Reproduce the following data verbatim, with no changes to any line.

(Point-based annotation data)
>> begin
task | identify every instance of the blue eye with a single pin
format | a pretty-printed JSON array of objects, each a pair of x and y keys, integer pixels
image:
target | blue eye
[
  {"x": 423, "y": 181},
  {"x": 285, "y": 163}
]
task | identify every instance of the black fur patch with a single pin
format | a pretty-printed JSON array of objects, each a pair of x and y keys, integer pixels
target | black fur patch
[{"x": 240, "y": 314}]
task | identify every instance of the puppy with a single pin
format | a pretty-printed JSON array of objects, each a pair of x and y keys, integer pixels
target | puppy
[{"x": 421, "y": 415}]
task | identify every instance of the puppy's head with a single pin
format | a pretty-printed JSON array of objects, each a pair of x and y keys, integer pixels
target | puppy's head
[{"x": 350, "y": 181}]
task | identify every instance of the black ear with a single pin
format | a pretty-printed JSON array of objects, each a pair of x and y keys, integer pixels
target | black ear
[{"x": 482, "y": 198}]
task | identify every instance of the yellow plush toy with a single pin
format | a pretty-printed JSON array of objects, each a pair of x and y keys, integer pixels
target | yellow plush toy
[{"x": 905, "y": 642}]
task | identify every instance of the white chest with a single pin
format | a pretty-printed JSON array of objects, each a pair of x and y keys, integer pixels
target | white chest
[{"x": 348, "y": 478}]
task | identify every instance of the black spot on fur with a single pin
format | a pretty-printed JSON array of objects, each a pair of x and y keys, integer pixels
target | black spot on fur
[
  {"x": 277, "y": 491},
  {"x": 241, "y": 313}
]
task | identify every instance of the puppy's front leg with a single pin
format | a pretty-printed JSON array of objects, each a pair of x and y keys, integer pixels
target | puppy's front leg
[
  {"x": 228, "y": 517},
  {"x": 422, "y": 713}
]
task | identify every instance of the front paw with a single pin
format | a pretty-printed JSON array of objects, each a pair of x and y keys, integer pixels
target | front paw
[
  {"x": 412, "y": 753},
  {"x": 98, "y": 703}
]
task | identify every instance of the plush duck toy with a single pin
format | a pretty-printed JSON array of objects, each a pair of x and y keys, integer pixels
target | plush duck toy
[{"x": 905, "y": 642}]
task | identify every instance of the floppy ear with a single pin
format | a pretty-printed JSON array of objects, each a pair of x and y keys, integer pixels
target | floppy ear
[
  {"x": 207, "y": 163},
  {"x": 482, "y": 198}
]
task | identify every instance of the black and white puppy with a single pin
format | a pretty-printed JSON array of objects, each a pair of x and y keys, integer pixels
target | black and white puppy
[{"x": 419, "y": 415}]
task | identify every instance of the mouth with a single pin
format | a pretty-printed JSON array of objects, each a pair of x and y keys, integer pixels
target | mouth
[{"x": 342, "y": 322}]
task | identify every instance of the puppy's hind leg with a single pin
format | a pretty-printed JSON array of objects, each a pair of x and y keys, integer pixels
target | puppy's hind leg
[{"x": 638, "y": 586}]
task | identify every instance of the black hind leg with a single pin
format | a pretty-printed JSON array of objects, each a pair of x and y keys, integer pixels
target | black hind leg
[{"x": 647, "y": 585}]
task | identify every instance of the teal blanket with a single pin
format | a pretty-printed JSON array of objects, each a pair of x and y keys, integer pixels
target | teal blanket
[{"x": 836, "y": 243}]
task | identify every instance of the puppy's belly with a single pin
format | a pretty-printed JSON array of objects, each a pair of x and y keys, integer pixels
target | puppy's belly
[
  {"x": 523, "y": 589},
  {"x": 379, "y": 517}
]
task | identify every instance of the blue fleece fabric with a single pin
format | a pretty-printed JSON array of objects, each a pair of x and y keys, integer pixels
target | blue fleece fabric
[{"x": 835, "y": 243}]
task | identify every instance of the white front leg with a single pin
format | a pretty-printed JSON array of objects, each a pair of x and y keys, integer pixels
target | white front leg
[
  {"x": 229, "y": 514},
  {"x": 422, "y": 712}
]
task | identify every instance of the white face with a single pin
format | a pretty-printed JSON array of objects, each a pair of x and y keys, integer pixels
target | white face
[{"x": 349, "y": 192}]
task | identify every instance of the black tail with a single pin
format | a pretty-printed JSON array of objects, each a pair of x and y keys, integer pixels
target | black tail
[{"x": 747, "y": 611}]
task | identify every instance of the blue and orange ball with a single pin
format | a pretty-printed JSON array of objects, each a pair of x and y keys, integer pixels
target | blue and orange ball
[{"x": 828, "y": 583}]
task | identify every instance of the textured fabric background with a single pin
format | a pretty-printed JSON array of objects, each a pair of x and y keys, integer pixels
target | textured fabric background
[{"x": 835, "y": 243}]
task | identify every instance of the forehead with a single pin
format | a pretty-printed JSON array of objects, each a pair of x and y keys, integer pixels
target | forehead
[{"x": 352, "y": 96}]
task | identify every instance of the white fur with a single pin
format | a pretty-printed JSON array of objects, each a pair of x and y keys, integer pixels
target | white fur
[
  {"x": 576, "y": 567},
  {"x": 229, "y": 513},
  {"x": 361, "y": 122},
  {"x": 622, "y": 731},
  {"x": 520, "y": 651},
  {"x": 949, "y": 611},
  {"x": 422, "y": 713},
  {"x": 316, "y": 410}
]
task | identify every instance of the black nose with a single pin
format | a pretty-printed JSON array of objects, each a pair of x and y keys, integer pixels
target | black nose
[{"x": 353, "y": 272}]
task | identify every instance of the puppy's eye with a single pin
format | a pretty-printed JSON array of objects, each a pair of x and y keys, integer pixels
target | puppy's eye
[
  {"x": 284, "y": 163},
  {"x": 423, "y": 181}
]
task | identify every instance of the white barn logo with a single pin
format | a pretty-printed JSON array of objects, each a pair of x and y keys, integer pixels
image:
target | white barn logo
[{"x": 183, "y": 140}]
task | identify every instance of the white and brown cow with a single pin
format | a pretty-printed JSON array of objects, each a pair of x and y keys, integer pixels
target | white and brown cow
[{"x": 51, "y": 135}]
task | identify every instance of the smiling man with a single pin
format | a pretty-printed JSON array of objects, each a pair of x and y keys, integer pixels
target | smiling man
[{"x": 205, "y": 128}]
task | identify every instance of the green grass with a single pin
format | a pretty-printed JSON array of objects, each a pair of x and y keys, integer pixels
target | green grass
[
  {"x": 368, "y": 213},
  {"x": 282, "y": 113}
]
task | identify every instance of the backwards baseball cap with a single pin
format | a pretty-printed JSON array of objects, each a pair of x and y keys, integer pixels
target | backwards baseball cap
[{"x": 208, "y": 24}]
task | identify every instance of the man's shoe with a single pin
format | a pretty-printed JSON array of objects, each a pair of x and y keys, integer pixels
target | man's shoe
>> end
- **WORKED ANSWER**:
task | identify every instance of the blue eye with a single pin
format | a pretty-printed JSON array of objects, each a pair of x and y keys, integer pixels
image:
target | blue eye
[
  {"x": 423, "y": 181},
  {"x": 285, "y": 163}
]
task | identify every instance of the black fur patch with a single pin
format | a pretty-printed JSON array of objects, each a pair of x and y keys, integer pixels
target | black fur patch
[{"x": 240, "y": 314}]
task | identify every instance of the puppy with a single pin
format | a pretty-printed JSON array of objects, each a pair of x and y keys, integer pixels
target | puppy
[{"x": 421, "y": 415}]
task | identify every instance of the puppy's head with a single pin
format | a pretty-printed JSON array of objects, each a pair of x and y keys, integer pixels
target | puppy's head
[{"x": 350, "y": 181}]
task | identify every instance of the black ear with a single pin
format | a pretty-printed JSON array of objects, each a pair of x and y keys, integer pixels
target | black ear
[{"x": 482, "y": 198}]
task | identify every instance of the yellow plush toy with a single pin
format | a pretty-printed JSON array of objects, each a pair of x and y keys, integer pixels
target | yellow plush toy
[{"x": 905, "y": 642}]
task | identify every instance of the white chest with a single pin
format | a pretty-printed JSON array of objects, each a pair of x and y keys, integer pixels
target | white chest
[{"x": 348, "y": 478}]
task | identify every instance of the black spot on fur with a single pin
format | a pretty-printed JSON array of objects, each a pair of x and y keys, integer pixels
target | black spot on fur
[
  {"x": 277, "y": 491},
  {"x": 241, "y": 313}
]
task | identify every instance of the puppy's front leg with a single pin
format | a pretty-printed JSON array of objects, each a pair of x and y keys, integer pixels
target | puppy's front leg
[
  {"x": 228, "y": 517},
  {"x": 422, "y": 713}
]
task | identify every instance of the front paw with a single pin
format | a pretty-printed JSON array of objects, each a pair of x and y keys, integer pixels
target | front paw
[
  {"x": 412, "y": 753},
  {"x": 98, "y": 703}
]
task | identify every instance of the plush duck toy with a single pin
format | a pretty-printed JSON array of objects, each a pair of x and y keys, integer pixels
target | plush duck toy
[{"x": 905, "y": 642}]
task | identify every instance of the floppy ear with a single pin
format | a pretty-printed JSON array of objects, each a pair of x and y keys, integer pixels
target | floppy ear
[
  {"x": 207, "y": 163},
  {"x": 482, "y": 198}
]
task | identify every instance of the black and white puppy with a single pin
format | a pretty-printed JSON array of objects, each a pair of x and y keys, integer pixels
target | black and white puppy
[{"x": 419, "y": 415}]
task | identify every instance of the mouth with a single pin
format | a pretty-printed JSON array of objects, each a pair of x and y keys, integer pixels
target | mouth
[{"x": 342, "y": 322}]
task | identify every instance of the puppy's hind leg with a single pin
format | a pretty-printed JSON array of objects, each a pair of x and y keys, integer pixels
target | puppy's hind leg
[{"x": 638, "y": 586}]
task | identify every instance of the black hind leg with a single pin
format | a pretty-printed JSON array of objects, each a pair of x and y keys, integer pixels
target | black hind leg
[{"x": 647, "y": 585}]
task | identify every instance of the teal blanket with a single pin
format | a pretty-printed JSON array of objects, each a pair of x and y keys, integer pixels
target | teal blanket
[{"x": 836, "y": 243}]
task | identify every instance of the puppy's belly with a single pin
format | a pretty-printed JSON array of objects, each a pair of x and y keys, integer pixels
target | puppy's belly
[
  {"x": 523, "y": 589},
  {"x": 379, "y": 517}
]
task | identify every instance of the blue fleece fabric with a single pin
format | a pretty-printed JSON array of objects, each a pair of x and y keys, integer pixels
target | blue fleece fabric
[{"x": 835, "y": 243}]
task | identify every instance of the white front leg with a single pin
format | a pretty-printed JSON array of objects, each a pair of x and y keys, integer pixels
target | white front leg
[
  {"x": 229, "y": 514},
  {"x": 422, "y": 712}
]
task | identify every instance of the white face with a single pin
format | a pretty-printed JSON array of objects, each a pair of x and y keys, integer pixels
target | white face
[{"x": 349, "y": 192}]
task | identify every instance of the black tail with a single pin
format | a pretty-printed JSON array of objects, each a pair of x and y keys, integer pixels
target | black tail
[{"x": 747, "y": 611}]
task | identify every instance of the blue and orange ball with a single pin
format | a pretty-printed JSON array of objects, each a pair of x and y keys, integer pixels
target | blue and orange ball
[{"x": 828, "y": 583}]
task | identify every instance of the textured fabric background with a single pin
format | a pretty-printed JSON array of objects, each a pair of x and y keys, integer pixels
target | textured fabric background
[{"x": 835, "y": 243}]
task | identify every instance of the forehead with a single pin
format | a pretty-printed JSON array of objects, each a pair of x and y keys, integer pixels
target | forehead
[{"x": 352, "y": 96}]
task | identify every instance of the white fur with a single pin
format | a pretty-printed JSON array of objects, each a pair of x and y keys, integer pixels
target | white fur
[
  {"x": 576, "y": 567},
  {"x": 229, "y": 513},
  {"x": 361, "y": 122},
  {"x": 622, "y": 731},
  {"x": 520, "y": 651},
  {"x": 949, "y": 611},
  {"x": 422, "y": 713},
  {"x": 316, "y": 410}
]
task | identify every instance of the black nose with a single pin
format | a pretty-printed JSON array of objects, each a pair of x and y keys, integer pixels
target | black nose
[{"x": 353, "y": 272}]
task | identify every instance of the puppy's eye with a single pin
format | a pretty-printed JSON array of objects, each a pair of x and y keys, integer pixels
target | puppy's eye
[
  {"x": 284, "y": 163},
  {"x": 423, "y": 181}
]
task | identify every instance of the white barn logo with a single pin
format | a pretty-printed JSON array of objects, each a pair of x and y keys, integer pixels
image:
target | white barn logo
[{"x": 183, "y": 140}]
task | identify every instance of the white and brown cow with a single pin
format | a pretty-printed JSON array of objects, each a pair of x and y keys, integer pixels
target | white and brown cow
[{"x": 51, "y": 135}]
task | identify every instance of the smiling man with a single pin
format | a pretty-printed JSON array of objects, each a pair of x and y keys, integer pixels
target | smiling man
[{"x": 205, "y": 128}]
task | identify every instance of the green grass with a single pin
format | a pretty-printed JSON array of objects, each a pair of x and y keys, integer pixels
target | green grass
[
  {"x": 368, "y": 213},
  {"x": 282, "y": 113}
]
task | identify every instance of the backwards baseball cap with a single pin
format | a pretty-printed JSON array of objects, each a pair of x and y keys, integer pixels
target | backwards baseball cap
[{"x": 208, "y": 24}]
task | identify every instance of the man's shoe with a single pin
format | a pretty-printed JSON array of objects, each a pair of x and y keys, integer pixels
target | man's shoe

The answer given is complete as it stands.